Text excerpt:
-- BEGIN --
In an explicit definition, name a summary class with the list of fields to include:

search [name] {

 document [name] {
   …
 }

 document-summary [name] {

   summary [field name] type [type] {
     source: [source field name]
   }

   summary [field name] type [type] {
     source: [source field name], [source field name]
   }

 }
}

Example: Equivalent to the above example

# A basic search definition - called music, should be saved to music.sd
search music {

  # It contains one document type only - called music as well
  document music {

    field title type string {
      indexing: summary | index   # How this field should be indexed
    }

    field artist type string {
      indexing: summary | attribute | index
    }

    field year type int {
      indexing: summary | attribute
    }

    field popularity type int {
      indexing: summary | attribute
    }

    field url type uri {
      indexing: summary | index
    }

   }

  fieldset default {
    fields: title, artist
  }

  rank-profile default inherits default {
    first-phase {
      expression: nativeRank(title,artist) + attribute(popularity)
    }
  }

  rank-profile textmatch inherits default {
    first-phase {
      expression: nativeRank(title,artist)
    }
  }

  document-summary titleyear {

    summary title type string {
      source: title
    }

    summary year type int {
      source: year
    }
  }
}

It is also possible to combine implicit and explicit definition of summary classes. For more details on summary properties, see Search Definitions: Summary.

Summary classes in queries

Use summary=[summary name] in the query to choose the summary class to use (the default one is called default). See Search API. Example:

/search/?yql=select+*+from+sources+*+where+default+contains+"best"%3B&summary=titleyear
The select statement in YQL lists a set of fields to return. Vespa in general makes a best effort to return those fields, and only those fields, unless a wildcard ("*") is given as argument. The wildcard implies returning the full set of fields included in the given summary class.

In conjunction with YQL statements, the summary argument operates like a definition of the set which YQL select then chooses a subset of fields from.

In other words, if the YQL expression is "select * …", and the summary argument is titleyear, all the fields in the summary class titleyear will be returned. If the select statement lists one or more fields (and summary is titleyear), the summary class titleyear is fetched, and the fields not listed in the select statement will be stripped away.
-- END --
Stated goal 1: In the excerpt on summary classes, what is the default summary class called?
Stated goal 2: Please resume the excerpt on summary classes from its last sentence.

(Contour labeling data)
-- BEGIN --
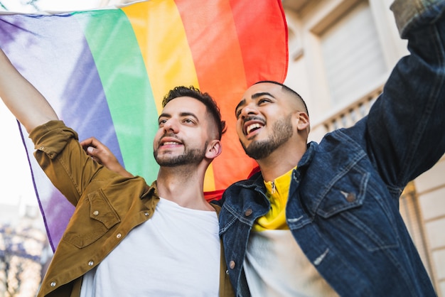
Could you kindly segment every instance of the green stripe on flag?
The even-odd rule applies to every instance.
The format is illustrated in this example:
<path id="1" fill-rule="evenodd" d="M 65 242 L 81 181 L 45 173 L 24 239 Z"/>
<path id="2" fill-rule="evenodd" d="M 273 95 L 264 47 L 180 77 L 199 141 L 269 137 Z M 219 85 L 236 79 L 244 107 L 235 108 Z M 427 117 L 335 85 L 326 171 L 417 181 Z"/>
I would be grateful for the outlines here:
<path id="1" fill-rule="evenodd" d="M 132 25 L 120 9 L 79 11 L 75 16 L 96 63 L 125 168 L 149 183 L 159 168 L 153 158 L 158 114 Z"/>

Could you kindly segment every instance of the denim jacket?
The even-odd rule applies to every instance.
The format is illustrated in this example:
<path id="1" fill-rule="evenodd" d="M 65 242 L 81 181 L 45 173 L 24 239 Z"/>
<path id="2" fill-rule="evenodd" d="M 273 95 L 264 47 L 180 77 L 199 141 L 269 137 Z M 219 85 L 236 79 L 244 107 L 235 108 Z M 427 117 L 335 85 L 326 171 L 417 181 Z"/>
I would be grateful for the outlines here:
<path id="1" fill-rule="evenodd" d="M 411 55 L 368 117 L 308 145 L 286 207 L 295 240 L 342 296 L 436 296 L 398 200 L 445 152 L 445 1 L 395 1 L 392 9 Z M 220 234 L 239 296 L 250 295 L 243 261 L 254 222 L 270 208 L 265 193 L 258 173 L 222 197 Z"/>

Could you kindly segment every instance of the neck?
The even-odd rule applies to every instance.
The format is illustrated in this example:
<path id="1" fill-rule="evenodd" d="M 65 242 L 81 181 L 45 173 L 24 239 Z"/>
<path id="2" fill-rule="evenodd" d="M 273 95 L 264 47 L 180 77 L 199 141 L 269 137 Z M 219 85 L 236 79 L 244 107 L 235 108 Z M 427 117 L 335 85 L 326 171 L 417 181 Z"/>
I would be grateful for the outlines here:
<path id="1" fill-rule="evenodd" d="M 195 166 L 161 167 L 156 179 L 159 197 L 183 207 L 215 210 L 204 198 L 205 173 Z"/>

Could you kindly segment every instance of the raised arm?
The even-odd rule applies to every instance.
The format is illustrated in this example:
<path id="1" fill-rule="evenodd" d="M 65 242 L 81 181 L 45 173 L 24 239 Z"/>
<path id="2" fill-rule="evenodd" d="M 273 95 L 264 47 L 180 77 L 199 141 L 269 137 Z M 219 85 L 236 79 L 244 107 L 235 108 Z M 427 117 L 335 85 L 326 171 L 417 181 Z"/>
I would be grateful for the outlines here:
<path id="1" fill-rule="evenodd" d="M 0 49 L 0 97 L 29 133 L 58 117 L 45 97 L 23 77 Z"/>
<path id="2" fill-rule="evenodd" d="M 80 142 L 80 145 L 91 158 L 112 171 L 126 178 L 134 177 L 119 163 L 116 156 L 107 146 L 94 137 Z"/>

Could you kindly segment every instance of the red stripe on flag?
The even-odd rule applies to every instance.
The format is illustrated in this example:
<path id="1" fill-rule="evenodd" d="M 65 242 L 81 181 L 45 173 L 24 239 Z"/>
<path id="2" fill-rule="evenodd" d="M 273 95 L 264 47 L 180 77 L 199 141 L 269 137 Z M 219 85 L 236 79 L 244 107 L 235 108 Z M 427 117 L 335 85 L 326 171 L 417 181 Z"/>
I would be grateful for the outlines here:
<path id="1" fill-rule="evenodd" d="M 282 16 L 282 9 L 277 0 L 259 0 L 254 5 L 248 1 L 229 0 L 202 1 L 199 6 L 189 1 L 176 0 L 176 3 L 193 56 L 200 88 L 217 100 L 227 122 L 222 153 L 213 163 L 218 190 L 245 179 L 257 166 L 245 154 L 239 143 L 234 110 L 248 84 L 264 79 L 284 80 L 287 61 L 285 22 L 279 17 L 265 18 L 267 21 L 261 19 L 263 15 L 277 14 L 277 9 L 282 10 L 279 16 Z M 263 11 L 252 13 L 252 6 Z M 193 10 L 193 16 L 185 13 L 188 10 Z M 279 48 L 282 46 L 286 48 Z M 264 48 L 269 49 L 265 51 Z M 209 64 L 213 67 L 209 68 Z"/>

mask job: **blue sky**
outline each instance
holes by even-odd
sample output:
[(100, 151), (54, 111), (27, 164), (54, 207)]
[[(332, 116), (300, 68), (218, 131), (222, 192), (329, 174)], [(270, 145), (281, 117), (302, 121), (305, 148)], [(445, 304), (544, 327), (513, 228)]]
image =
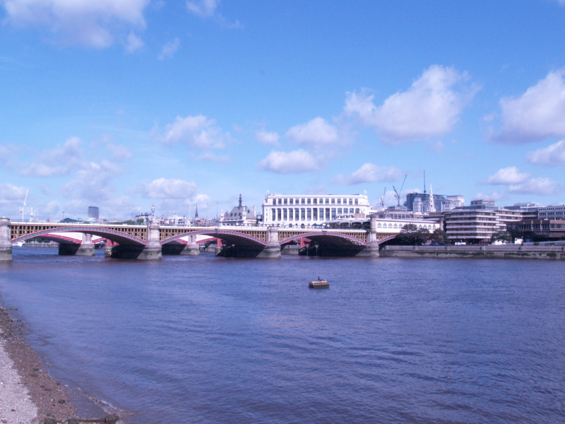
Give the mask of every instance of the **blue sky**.
[(4, 216), (28, 189), (51, 218), (393, 205), (424, 170), (468, 204), (565, 201), (564, 0), (0, 0), (0, 21)]

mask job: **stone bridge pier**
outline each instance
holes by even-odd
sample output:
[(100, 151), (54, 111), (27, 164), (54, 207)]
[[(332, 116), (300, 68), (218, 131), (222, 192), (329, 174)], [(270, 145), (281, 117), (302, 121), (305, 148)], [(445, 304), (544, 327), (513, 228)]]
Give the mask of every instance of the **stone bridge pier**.
[(83, 241), (80, 245), (59, 244), (59, 254), (61, 256), (94, 256), (95, 253), (92, 234), (83, 233)]
[(371, 217), (371, 228), (367, 233), (367, 246), (357, 256), (370, 257), (381, 256), (379, 253), (379, 237), (376, 232), (376, 217)]
[(189, 236), (189, 244), (182, 249), (181, 254), (187, 256), (198, 256), (200, 254), (200, 246), (196, 242), (196, 235)]
[(9, 218), (0, 218), (0, 261), (12, 260), (11, 225)]
[(145, 246), (118, 245), (112, 248), (111, 257), (141, 261), (162, 259), (163, 257), (159, 235), (159, 223), (150, 221), (147, 224), (147, 244)]
[(267, 245), (257, 255), (258, 258), (275, 259), (280, 257), (280, 242), (278, 241), (278, 228), (267, 228)]

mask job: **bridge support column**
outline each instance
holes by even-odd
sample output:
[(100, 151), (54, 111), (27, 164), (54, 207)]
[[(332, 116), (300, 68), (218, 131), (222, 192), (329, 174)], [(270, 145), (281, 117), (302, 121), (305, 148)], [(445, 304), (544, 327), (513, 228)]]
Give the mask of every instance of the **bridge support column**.
[(189, 244), (182, 249), (181, 254), (187, 256), (198, 256), (200, 254), (200, 246), (196, 243), (196, 236), (189, 236)]
[(267, 228), (267, 245), (261, 250), (258, 258), (280, 258), (280, 243), (278, 241), (278, 228), (276, 227)]
[(0, 261), (12, 260), (12, 225), (9, 218), (0, 218)]
[[(105, 256), (107, 256), (105, 254)], [(159, 223), (150, 221), (147, 225), (147, 244), (118, 245), (112, 247), (111, 257), (117, 259), (149, 261), (162, 259)]]
[(356, 256), (379, 257), (379, 237), (376, 232), (376, 217), (371, 217), (371, 229), (367, 233), (367, 246)]
[(158, 222), (149, 221), (147, 224), (147, 245), (137, 259), (142, 261), (163, 259)]
[(76, 251), (75, 256), (94, 256), (94, 243), (92, 234), (83, 234), (83, 242)]

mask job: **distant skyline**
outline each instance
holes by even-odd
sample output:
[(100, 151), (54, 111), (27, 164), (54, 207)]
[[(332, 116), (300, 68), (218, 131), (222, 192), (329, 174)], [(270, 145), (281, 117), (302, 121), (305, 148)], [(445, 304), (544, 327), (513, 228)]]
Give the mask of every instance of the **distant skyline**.
[[(0, 0), (0, 216), (565, 202), (565, 0)], [(25, 216), (29, 218), (29, 211)]]

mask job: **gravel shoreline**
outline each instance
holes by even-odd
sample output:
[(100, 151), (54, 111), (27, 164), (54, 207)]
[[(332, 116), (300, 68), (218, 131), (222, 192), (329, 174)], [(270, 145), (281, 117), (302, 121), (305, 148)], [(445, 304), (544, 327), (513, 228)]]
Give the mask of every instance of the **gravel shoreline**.
[[(23, 324), (13, 319), (10, 310), (16, 310), (0, 306), (0, 423), (81, 423), (72, 393), (44, 369), (23, 338)], [(88, 418), (101, 423), (117, 419), (104, 413)]]

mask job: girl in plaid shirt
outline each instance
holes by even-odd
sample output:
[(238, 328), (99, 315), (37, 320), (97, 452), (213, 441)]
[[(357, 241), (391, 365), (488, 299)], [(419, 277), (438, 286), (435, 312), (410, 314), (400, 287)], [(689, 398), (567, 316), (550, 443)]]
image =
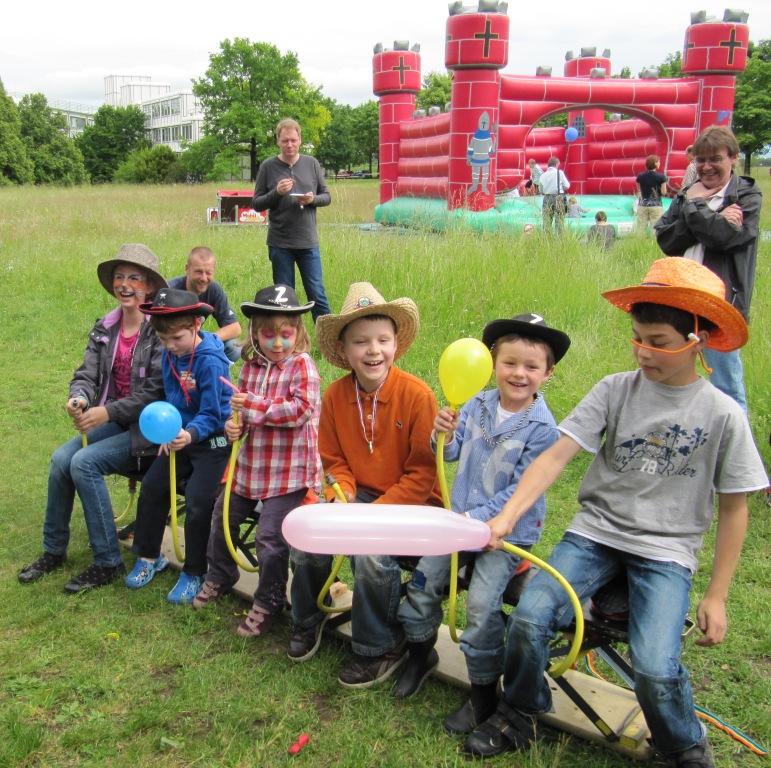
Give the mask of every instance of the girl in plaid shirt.
[[(281, 534), (287, 513), (302, 504), (321, 480), (318, 424), (321, 386), (302, 322), (313, 302), (301, 305), (287, 285), (257, 292), (241, 304), (249, 318), (244, 366), (231, 405), (237, 420), (225, 423), (231, 441), (244, 436), (230, 499), (235, 536), (245, 518), (259, 512), (256, 551), (260, 572), (254, 604), (239, 625), (242, 637), (259, 637), (286, 602), (289, 545)], [(224, 491), (214, 507), (207, 559), (209, 570), (193, 600), (202, 608), (227, 592), (239, 578), (222, 526)]]

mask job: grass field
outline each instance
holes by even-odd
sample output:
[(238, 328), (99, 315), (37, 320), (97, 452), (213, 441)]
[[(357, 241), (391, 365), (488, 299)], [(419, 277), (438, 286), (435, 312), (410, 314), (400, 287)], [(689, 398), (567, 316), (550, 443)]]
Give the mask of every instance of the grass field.
[[(759, 169), (763, 170), (763, 169)], [(758, 173), (771, 195), (768, 175)], [(67, 384), (94, 319), (111, 306), (97, 262), (121, 243), (143, 242), (164, 274), (181, 274), (187, 252), (208, 245), (217, 278), (237, 304), (271, 282), (265, 230), (207, 227), (214, 186), (0, 189), (0, 766), (457, 766), (468, 764), (442, 717), (461, 692), (430, 681), (407, 702), (387, 689), (352, 692), (336, 682), (346, 649), (323, 644), (311, 662), (286, 659), (288, 622), (258, 643), (234, 633), (244, 605), (226, 599), (202, 613), (164, 600), (174, 576), (138, 593), (116, 584), (80, 597), (62, 585), (89, 562), (76, 507), (66, 574), (23, 587), (17, 570), (37, 557), (52, 450), (71, 436)], [(575, 240), (511, 239), (455, 232), (374, 232), (376, 182), (332, 187), (320, 212), (325, 279), (332, 307), (348, 284), (368, 280), (386, 296), (410, 296), (421, 311), (420, 336), (402, 365), (437, 391), (444, 347), (478, 336), (485, 322), (525, 311), (543, 314), (573, 339), (547, 399), (559, 420), (601, 376), (630, 368), (629, 321), (600, 291), (637, 283), (657, 258), (655, 242), (626, 238), (609, 253)], [(762, 219), (771, 230), (771, 206)], [(771, 241), (758, 258), (752, 337), (744, 353), (751, 421), (766, 460), (771, 424), (769, 285)], [(318, 356), (317, 356), (318, 357)], [(320, 361), (322, 380), (337, 371)], [(575, 511), (588, 457), (566, 471), (548, 496), (549, 517), (537, 553), (545, 555)], [(123, 482), (114, 485), (121, 498)], [(768, 508), (751, 500), (752, 520), (729, 605), (727, 641), (715, 649), (692, 640), (685, 661), (697, 703), (766, 746), (769, 724)], [(711, 563), (708, 537), (695, 579), (694, 606)], [(127, 562), (132, 558), (127, 554)], [(287, 756), (296, 736), (311, 742)], [(717, 731), (722, 768), (763, 763)], [(491, 766), (610, 768), (632, 765), (613, 752), (559, 734), (528, 755)]]

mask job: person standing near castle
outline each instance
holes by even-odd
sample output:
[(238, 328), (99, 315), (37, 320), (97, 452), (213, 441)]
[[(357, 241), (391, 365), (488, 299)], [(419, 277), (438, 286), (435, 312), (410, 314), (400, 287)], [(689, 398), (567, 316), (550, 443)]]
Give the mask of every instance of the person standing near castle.
[(321, 252), (316, 230), (316, 208), (329, 205), (332, 197), (319, 161), (300, 154), (302, 135), (296, 120), (276, 126), (279, 154), (260, 164), (252, 208), (268, 214), (268, 255), (273, 283), (295, 287), (294, 267), (309, 302), (315, 302), (314, 322), (329, 314), (329, 300), (321, 271)]

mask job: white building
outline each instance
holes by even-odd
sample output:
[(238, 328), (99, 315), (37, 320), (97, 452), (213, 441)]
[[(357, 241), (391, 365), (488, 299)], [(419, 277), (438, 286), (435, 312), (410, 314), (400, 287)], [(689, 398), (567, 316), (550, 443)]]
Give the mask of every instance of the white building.
[(182, 142), (203, 137), (203, 112), (192, 91), (172, 93), (168, 83), (145, 75), (109, 75), (104, 100), (113, 107), (138, 106), (145, 113), (145, 133), (153, 146), (166, 144), (181, 152)]

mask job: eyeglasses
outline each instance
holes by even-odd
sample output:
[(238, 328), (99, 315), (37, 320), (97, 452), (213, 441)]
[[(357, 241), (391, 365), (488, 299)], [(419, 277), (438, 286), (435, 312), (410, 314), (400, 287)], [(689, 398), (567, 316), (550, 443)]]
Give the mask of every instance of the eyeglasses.
[(131, 274), (131, 275), (124, 275), (122, 272), (116, 272), (112, 276), (112, 284), (113, 285), (123, 285), (123, 283), (128, 283), (130, 286), (137, 286), (137, 285), (144, 285), (147, 282), (144, 275), (139, 274)]
[(709, 163), (710, 165), (720, 165), (720, 163), (724, 163), (726, 160), (730, 160), (731, 158), (728, 157), (728, 155), (712, 155), (712, 157), (694, 157), (693, 160), (696, 163), (696, 165), (706, 165)]
[(648, 344), (643, 344), (637, 339), (629, 339), (632, 344), (638, 349), (646, 349), (648, 352), (663, 352), (665, 355), (679, 355), (681, 352), (685, 352), (687, 349), (696, 346), (699, 343), (699, 337), (695, 333), (689, 333), (688, 338), (690, 341), (677, 349), (664, 349), (663, 347), (651, 347)]

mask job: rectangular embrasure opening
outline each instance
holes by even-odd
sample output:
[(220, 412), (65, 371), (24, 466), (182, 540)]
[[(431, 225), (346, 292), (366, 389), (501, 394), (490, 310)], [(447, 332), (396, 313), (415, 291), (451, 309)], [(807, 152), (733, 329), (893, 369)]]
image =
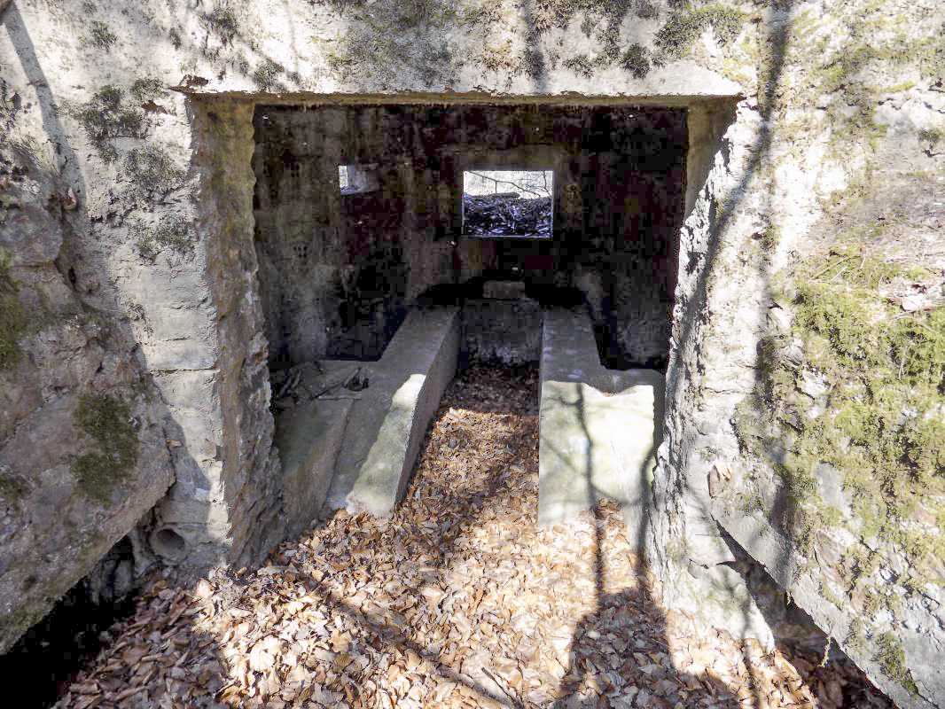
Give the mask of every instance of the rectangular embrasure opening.
[(464, 307), (472, 359), (536, 361), (541, 309), (583, 305), (605, 365), (663, 368), (685, 116), (628, 105), (258, 106), (271, 367), (376, 361), (411, 309), (450, 303)]
[(463, 171), (463, 235), (551, 238), (554, 170)]

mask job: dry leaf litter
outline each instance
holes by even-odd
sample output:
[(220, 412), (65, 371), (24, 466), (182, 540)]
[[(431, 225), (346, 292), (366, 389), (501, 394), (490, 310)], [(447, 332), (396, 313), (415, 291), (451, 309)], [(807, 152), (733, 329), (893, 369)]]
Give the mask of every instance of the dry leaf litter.
[(614, 505), (538, 529), (537, 399), (534, 370), (467, 371), (391, 519), (152, 582), (57, 706), (891, 706), (849, 665), (662, 610)]

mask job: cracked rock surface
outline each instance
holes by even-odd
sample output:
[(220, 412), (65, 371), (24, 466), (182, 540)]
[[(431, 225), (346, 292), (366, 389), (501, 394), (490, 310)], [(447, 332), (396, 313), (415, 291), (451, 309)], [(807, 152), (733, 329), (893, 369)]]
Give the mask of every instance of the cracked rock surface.
[(615, 504), (539, 530), (537, 385), (461, 374), (393, 517), (153, 583), (58, 706), (890, 706), (850, 665), (663, 608)]

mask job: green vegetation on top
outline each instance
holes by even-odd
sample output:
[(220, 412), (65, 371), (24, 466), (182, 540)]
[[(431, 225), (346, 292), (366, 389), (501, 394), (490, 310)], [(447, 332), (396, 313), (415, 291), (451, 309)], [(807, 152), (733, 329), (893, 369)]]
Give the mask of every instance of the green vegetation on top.
[(668, 56), (679, 57), (710, 27), (721, 43), (728, 44), (738, 37), (744, 23), (745, 15), (740, 10), (725, 5), (686, 8), (666, 21), (657, 32), (656, 43)]

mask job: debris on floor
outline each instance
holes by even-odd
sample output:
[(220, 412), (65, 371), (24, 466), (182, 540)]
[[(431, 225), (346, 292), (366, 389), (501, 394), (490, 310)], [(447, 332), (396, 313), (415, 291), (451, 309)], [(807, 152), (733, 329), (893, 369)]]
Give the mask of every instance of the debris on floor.
[(154, 582), (57, 706), (891, 706), (851, 666), (662, 609), (612, 503), (539, 530), (537, 387), (463, 372), (391, 519)]

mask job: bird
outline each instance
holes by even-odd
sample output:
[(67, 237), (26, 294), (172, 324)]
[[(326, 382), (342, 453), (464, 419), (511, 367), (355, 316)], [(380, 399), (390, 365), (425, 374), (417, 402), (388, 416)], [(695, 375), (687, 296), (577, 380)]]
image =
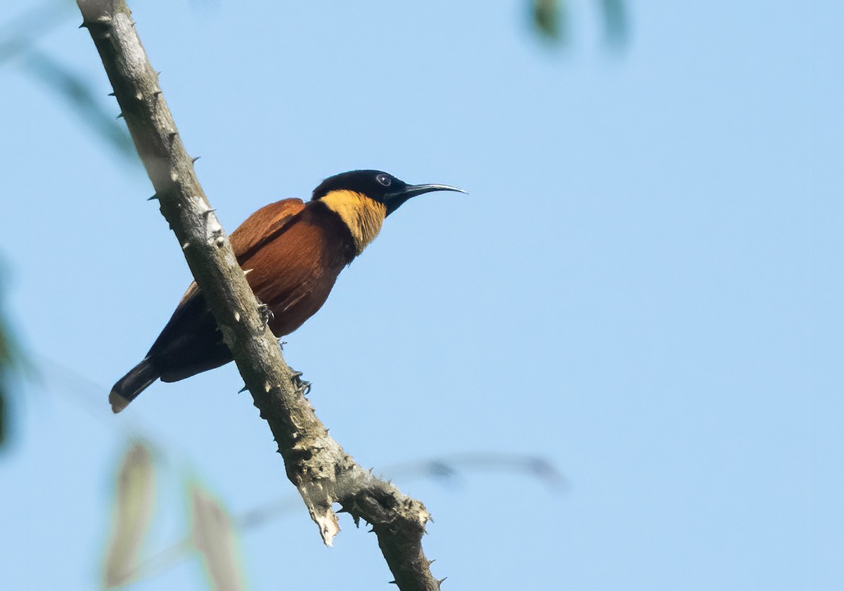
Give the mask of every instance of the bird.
-- END --
Task answer 1: It is called default.

Task answer 2:
Document store

Documents are stored in the document store in proton. Put, update and remove operations are persisted in the transaction log server (TLS) before updating the document in the document store. The operation is ack'ed to the client and the result of the operation is immediately seen in search results.

Note: If visibility-delay is set to non-zero, writes are batched (for better write performance) and delayed in search results.

Files in the document store are written sequentially, and occur in pairs - example:

-rw-r--r-- 1 owner users 4133380096 Aug 10 13:36 1467957947689211000.dat
-rw-r--r-- 1 owner users   71192112 Aug 10 13:36 1467957947689211000.idx
The maximum size: (in bytes) per .dat file on disk can be set using the following:
<content id="mycluster" version="1.0">
  <engine>
    <proton>
      <tuning>
        <searchnode>
          <summary>
            <store>
              <logstore>
                <maxfilesize>8000000000</maxfilesize>
Notes:
  • The files are written in sequence. proton starts with one pair and grows it until maxfilesize. Once full, a new pair is started.
  • This means, the pair is immutable, except the last pair, which is written to.
  • This also implies that documents for a given group or user (i.e. bucket) will be distributed to multiple such pairs, depending on insertion order.
  • This also means that a streaming search potentially hits multiple files per bucket searched. This impacts search latency if disk access time is high.
  • Documents exist in multiple versions in multiple files. Older versions are compacted away when a pair is scheduled for being the new active pair - obsolete versions are removed, leaving only the active document version left in a new file pair - which is the new active pair.
  • Read more on implications of setting maxfilesize in proton maintenance jobs.
  • Files are written in chunks, using comression settings.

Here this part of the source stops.